Spatial localization data:
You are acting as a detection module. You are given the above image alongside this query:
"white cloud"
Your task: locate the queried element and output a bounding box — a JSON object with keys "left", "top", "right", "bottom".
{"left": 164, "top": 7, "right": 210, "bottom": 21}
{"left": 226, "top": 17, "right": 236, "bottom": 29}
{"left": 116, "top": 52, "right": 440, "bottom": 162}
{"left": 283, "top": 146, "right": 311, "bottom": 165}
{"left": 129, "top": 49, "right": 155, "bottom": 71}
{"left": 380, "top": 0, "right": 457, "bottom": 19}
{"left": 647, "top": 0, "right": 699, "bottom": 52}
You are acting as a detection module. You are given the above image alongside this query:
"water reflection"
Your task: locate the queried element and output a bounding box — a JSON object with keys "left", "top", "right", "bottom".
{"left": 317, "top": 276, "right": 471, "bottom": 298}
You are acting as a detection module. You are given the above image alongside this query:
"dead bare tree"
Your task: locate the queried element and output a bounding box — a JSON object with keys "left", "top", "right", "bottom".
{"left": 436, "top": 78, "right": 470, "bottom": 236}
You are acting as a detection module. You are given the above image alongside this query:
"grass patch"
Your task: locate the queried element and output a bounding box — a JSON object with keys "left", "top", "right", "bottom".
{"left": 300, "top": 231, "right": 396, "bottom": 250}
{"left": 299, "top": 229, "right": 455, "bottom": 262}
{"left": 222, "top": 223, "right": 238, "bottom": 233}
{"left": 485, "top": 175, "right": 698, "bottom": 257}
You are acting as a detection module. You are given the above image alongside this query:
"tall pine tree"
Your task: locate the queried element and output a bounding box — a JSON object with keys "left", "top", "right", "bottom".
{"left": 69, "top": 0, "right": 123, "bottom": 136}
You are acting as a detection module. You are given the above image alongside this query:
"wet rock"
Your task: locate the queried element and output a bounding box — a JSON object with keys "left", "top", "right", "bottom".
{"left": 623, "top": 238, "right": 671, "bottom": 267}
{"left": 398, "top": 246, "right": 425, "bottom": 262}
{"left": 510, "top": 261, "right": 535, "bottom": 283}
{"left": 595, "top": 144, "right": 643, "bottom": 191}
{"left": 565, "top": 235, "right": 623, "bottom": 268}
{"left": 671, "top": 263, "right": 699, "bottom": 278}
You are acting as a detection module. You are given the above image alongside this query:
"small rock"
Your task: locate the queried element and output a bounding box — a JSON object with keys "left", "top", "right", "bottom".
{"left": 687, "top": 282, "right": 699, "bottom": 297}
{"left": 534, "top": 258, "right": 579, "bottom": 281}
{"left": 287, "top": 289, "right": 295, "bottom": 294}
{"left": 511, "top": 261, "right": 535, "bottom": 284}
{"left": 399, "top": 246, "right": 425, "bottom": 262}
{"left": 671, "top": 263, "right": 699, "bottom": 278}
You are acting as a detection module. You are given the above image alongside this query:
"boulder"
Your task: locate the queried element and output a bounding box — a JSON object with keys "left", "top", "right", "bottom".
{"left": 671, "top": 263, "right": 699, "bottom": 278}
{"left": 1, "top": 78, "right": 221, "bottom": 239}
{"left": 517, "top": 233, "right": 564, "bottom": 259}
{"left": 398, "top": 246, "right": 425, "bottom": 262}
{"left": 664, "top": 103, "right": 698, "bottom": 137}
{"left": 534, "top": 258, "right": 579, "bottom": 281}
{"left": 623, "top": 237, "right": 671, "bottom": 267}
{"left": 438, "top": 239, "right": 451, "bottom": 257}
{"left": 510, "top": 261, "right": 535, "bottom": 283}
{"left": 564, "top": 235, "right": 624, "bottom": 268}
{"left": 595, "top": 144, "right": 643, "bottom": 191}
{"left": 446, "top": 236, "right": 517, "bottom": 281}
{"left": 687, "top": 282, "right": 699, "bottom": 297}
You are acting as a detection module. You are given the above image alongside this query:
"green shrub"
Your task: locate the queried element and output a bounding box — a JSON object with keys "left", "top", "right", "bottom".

WHAT THE EXERCISE ASKS: The answer must restate all of the entries exactly.

OUTPUT:
You are acting as a detection module. You are given the above image alongside this query:
"white cloud"
Your task: locate the queried element and output a bounding box — a JSON object with keys "left", "top", "right", "bottom".
{"left": 164, "top": 7, "right": 210, "bottom": 21}
{"left": 226, "top": 17, "right": 236, "bottom": 29}
{"left": 116, "top": 52, "right": 440, "bottom": 162}
{"left": 283, "top": 146, "right": 311, "bottom": 165}
{"left": 129, "top": 49, "right": 155, "bottom": 71}
{"left": 380, "top": 0, "right": 457, "bottom": 19}
{"left": 647, "top": 0, "right": 699, "bottom": 52}
You are acting as a detection module. You are given the above image alongside this query:
"water reflection"
Your task: locate the queried element and output a bounding box — a JSON object with keys "left", "top", "right", "bottom".
{"left": 317, "top": 276, "right": 471, "bottom": 298}
You are acting as a detection module. You are given the above image alongside this query:
"dead bare tree"
Your task: locate the queried element and output a bounding box — a JSON object with keys "left", "top", "right", "bottom".
{"left": 436, "top": 78, "right": 470, "bottom": 236}
You are acting as a detection module. You are given the above image alongside this query:
"grass patch"
Your task: locate the queried element and output a bounding box — a JSON object with keys "left", "top", "right", "bottom".
{"left": 300, "top": 231, "right": 396, "bottom": 250}
{"left": 299, "top": 229, "right": 455, "bottom": 262}
{"left": 222, "top": 223, "right": 238, "bottom": 233}
{"left": 485, "top": 175, "right": 698, "bottom": 257}
You are acting as a detection module. You are given the above image alongside this query:
"tall pine tree"
Your task: locate the queried element and output a bounding box — a JSON object with keys "left", "top", "right", "bottom".
{"left": 69, "top": 0, "right": 123, "bottom": 136}
You are acting as a detection module. You are given the above image alongside this query:
"wet rock"
Your task: locate the queried element and output a bounding box — a JSON object with keys "left", "top", "right", "bottom".
{"left": 623, "top": 238, "right": 671, "bottom": 267}
{"left": 398, "top": 246, "right": 425, "bottom": 262}
{"left": 510, "top": 261, "right": 535, "bottom": 283}
{"left": 595, "top": 144, "right": 643, "bottom": 191}
{"left": 565, "top": 235, "right": 623, "bottom": 268}
{"left": 671, "top": 263, "right": 699, "bottom": 278}
You are acting as a detection module. You are given the above image alongside this query:
"small rock"
Your task: locate the queried element and output a bounding box — a JSON object with keys "left", "top", "right", "bottom".
{"left": 687, "top": 282, "right": 699, "bottom": 297}
{"left": 534, "top": 258, "right": 579, "bottom": 281}
{"left": 287, "top": 289, "right": 295, "bottom": 294}
{"left": 511, "top": 261, "right": 535, "bottom": 284}
{"left": 399, "top": 246, "right": 425, "bottom": 262}
{"left": 671, "top": 263, "right": 699, "bottom": 278}
You are acting as a detection module. You are given the above image alongside this query:
"boulder"
Your task: locate the queried element and output a bounding box — a JSON object with keys "left", "top", "right", "bottom".
{"left": 671, "top": 263, "right": 699, "bottom": 278}
{"left": 1, "top": 78, "right": 221, "bottom": 239}
{"left": 517, "top": 233, "right": 564, "bottom": 259}
{"left": 398, "top": 246, "right": 425, "bottom": 262}
{"left": 664, "top": 103, "right": 698, "bottom": 137}
{"left": 534, "top": 258, "right": 579, "bottom": 281}
{"left": 623, "top": 237, "right": 671, "bottom": 267}
{"left": 438, "top": 239, "right": 451, "bottom": 257}
{"left": 510, "top": 261, "right": 535, "bottom": 283}
{"left": 564, "top": 235, "right": 624, "bottom": 268}
{"left": 595, "top": 144, "right": 643, "bottom": 191}
{"left": 446, "top": 236, "right": 517, "bottom": 281}
{"left": 687, "top": 282, "right": 699, "bottom": 297}
You are acting as a detection module. You are given the above image alongside this query:
"green shrub"
Your task: locate the queried element and output a bounding box — a JSON object with keys "left", "top", "right", "bottom".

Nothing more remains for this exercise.